*** Opening of Supplied information ***
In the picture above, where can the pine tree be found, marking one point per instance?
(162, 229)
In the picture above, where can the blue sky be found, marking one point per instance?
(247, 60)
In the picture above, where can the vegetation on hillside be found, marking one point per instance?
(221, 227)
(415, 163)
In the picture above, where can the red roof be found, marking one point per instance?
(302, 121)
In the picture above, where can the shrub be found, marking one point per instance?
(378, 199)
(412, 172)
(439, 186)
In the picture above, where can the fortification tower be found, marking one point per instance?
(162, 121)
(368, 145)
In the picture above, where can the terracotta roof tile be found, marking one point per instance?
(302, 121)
*** Close of Supplied information ***
*** Opening of Supplied information ***
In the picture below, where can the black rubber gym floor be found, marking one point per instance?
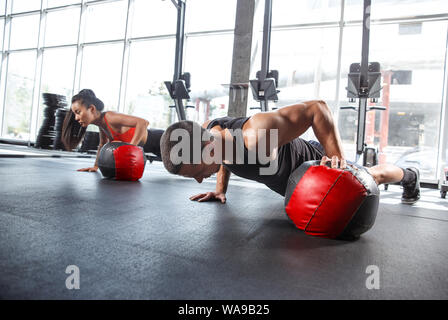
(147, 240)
*** Close of Supplied information ***
*** Opening of Supplied information ***
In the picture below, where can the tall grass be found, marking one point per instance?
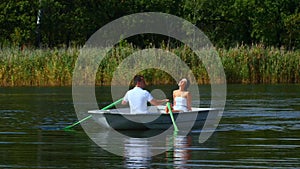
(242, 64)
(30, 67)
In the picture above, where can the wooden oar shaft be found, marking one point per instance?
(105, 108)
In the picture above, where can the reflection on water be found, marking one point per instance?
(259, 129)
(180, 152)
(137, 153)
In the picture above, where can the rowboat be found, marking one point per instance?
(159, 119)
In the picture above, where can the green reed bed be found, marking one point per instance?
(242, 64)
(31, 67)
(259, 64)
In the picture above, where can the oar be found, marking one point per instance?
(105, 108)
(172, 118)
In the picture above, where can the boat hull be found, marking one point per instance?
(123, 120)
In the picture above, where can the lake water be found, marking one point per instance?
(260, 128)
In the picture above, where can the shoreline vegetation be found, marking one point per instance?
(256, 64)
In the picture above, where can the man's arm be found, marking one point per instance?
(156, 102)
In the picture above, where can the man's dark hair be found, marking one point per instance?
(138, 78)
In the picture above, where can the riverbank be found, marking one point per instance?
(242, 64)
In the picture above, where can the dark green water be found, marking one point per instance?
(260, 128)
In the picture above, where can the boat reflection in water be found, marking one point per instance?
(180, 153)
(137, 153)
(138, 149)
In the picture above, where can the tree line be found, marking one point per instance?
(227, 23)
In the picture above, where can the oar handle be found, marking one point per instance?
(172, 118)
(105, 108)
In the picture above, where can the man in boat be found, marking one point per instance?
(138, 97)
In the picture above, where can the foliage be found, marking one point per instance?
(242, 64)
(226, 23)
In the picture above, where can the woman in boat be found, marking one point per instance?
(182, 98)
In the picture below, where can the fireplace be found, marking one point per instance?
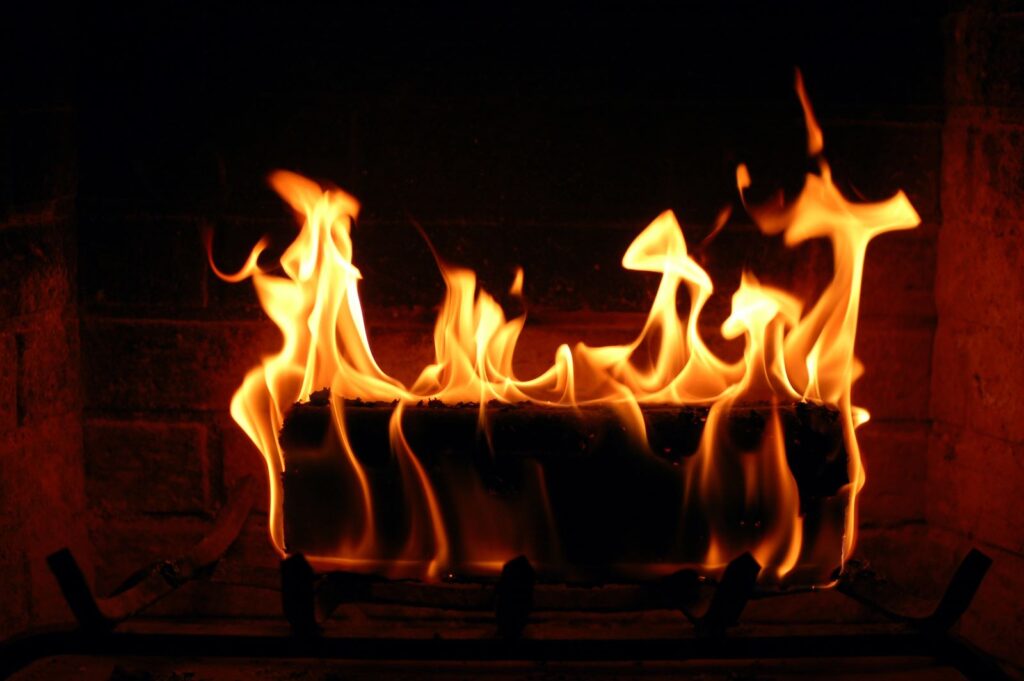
*** Close of Supplied information ***
In the material above, locate the line containing "In the picture above, where can the woman" and the line containing "In the picture below, where can the fireplace". Transcribe exactly those two lines and every line between them, and nothing more.

- _Answer to this exercise_:
In the picture above, where can the woman in boat be found, marking one point per instance?
(182, 98)
In the picture below, where can the fireplace be found, marking one point per instance?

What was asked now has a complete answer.